Yousef Opatoshu, 1986, born in Miana Poland, moved to New York City, 1907, died in New York City 1954, (aka Yosef, Americanized pen name Joseph) did not begin writing Yiddish prior to immigrating to New York City. There are two very interesting short stories, about Eastern European Jews in America, included in the necessary anthology Jewish Literature in America. My one small issue with this huge collection (815 works) is that no first publication dates are given for the works. Some I can find via a Google search, some, like these two, I have guessed.
"Judaism" (1919?) is a story of a Rabbi's abuse of a young Christian woman who has come to him to be converted. She wants to marry a rich young a Jewish man. The Rabbi asks her how her family feels about this and she says they love her fiancé.
He subjects her to a much more lengthy and demanding course of study than normal. He is tired of being the lackey of his rich congregation and is taking it out on her.
"The rabbi’s Sabbath had been disturbed. Why did he take such pride in following in the footsteps of his father and grandfather, when in reality he was a lowly slave who did whatever the wealthy Bizhorn told him to? Abulafia took revenge. He saw to it that the lessons with Helen would be a living Hell for the girl. Right away, at the first lesson, the rabbi threw up a mountain of difficulties."

__Items__
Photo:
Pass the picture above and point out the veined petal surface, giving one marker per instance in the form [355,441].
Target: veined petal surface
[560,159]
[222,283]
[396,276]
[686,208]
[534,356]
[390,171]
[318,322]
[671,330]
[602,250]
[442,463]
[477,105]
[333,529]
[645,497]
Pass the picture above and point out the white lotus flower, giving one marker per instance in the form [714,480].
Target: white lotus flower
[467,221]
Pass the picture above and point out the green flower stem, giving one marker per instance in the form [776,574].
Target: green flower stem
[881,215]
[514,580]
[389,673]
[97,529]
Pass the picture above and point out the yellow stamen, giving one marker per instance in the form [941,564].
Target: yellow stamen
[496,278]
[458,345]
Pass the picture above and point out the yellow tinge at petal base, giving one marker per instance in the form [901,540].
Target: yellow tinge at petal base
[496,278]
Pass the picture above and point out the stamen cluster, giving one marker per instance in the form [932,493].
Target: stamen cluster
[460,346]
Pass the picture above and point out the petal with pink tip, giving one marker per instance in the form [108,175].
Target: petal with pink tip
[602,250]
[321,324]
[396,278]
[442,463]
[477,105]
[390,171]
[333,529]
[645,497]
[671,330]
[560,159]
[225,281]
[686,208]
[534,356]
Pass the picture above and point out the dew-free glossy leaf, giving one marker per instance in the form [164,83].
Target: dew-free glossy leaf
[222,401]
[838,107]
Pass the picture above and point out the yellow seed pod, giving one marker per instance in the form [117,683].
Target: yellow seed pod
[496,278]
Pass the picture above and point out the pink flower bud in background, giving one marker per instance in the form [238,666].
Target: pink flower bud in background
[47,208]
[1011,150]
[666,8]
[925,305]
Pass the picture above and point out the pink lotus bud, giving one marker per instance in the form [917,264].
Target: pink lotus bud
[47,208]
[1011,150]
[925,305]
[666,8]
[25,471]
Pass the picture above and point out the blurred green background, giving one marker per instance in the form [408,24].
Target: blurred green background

__Tasks to perform__
(1) Print the part of the Opatoshu passage that begins at the words "He subjects her" and stops after the words "out on her.".
(2) According to the Opatoshu passage, how many works does the anthology Jewish Literature in America contain?
(3) Name every person in the quoted passage that starts "The rabbi’s Sabbath had been disturbed" in the Opatoshu passage.
The records were drawn from a separate source, not from the Opatoshu passage.

__Response list__
(1)
He subjects her to a much more lengthy and demanding course of study than normal. He is tired of being the lackey of his rich congregation and is taking it out on her.

(2) 815 works.

(3) Bizhorn, Abulafia, Helen